[Saved entries]

....................

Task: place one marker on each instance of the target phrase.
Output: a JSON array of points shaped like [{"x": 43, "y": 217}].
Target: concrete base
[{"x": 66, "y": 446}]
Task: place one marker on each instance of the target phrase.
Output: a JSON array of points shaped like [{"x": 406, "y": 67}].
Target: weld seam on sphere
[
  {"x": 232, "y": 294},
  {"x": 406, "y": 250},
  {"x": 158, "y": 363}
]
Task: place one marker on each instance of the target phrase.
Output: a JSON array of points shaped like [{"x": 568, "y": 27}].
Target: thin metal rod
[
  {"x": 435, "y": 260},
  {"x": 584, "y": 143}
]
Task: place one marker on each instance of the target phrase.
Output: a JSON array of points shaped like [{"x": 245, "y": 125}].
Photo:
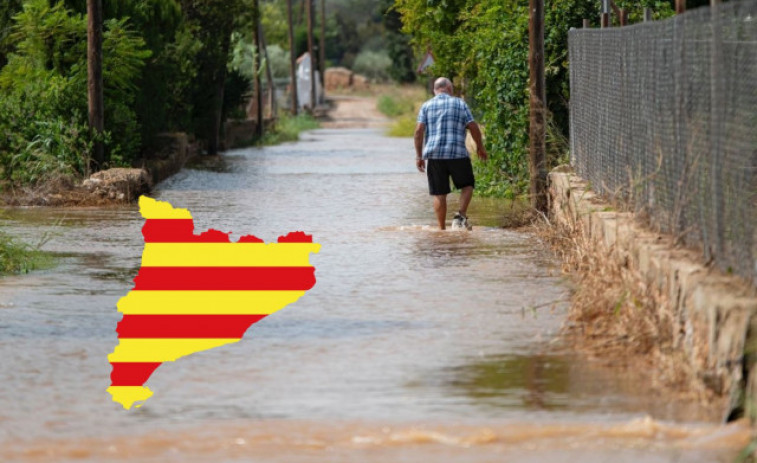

....................

Nothing but the pictures may be dropped; output the records above exactly.

Task: place one marker on each instance of the target phrase.
Output: a JSON array of points shaped like [{"x": 43, "y": 217}].
Target: concrete base
[{"x": 66, "y": 446}]
Task: place one marker on each instance of the target phrase.
Output: a JSON array of points shaped like [{"x": 406, "y": 67}].
Target: weld seam on sphere
[
  {"x": 232, "y": 294},
  {"x": 406, "y": 250},
  {"x": 158, "y": 363}
]
Task: place one marker on each instance of the target phrase.
Output: a JSON array of points shaped like [{"x": 568, "y": 27}].
Target: thin metal rod
[
  {"x": 435, "y": 260},
  {"x": 584, "y": 143}
]
Task: place one marker on each instance of the target phrase.
Output: a JSON array of points shaped like [{"x": 245, "y": 125}].
Photo:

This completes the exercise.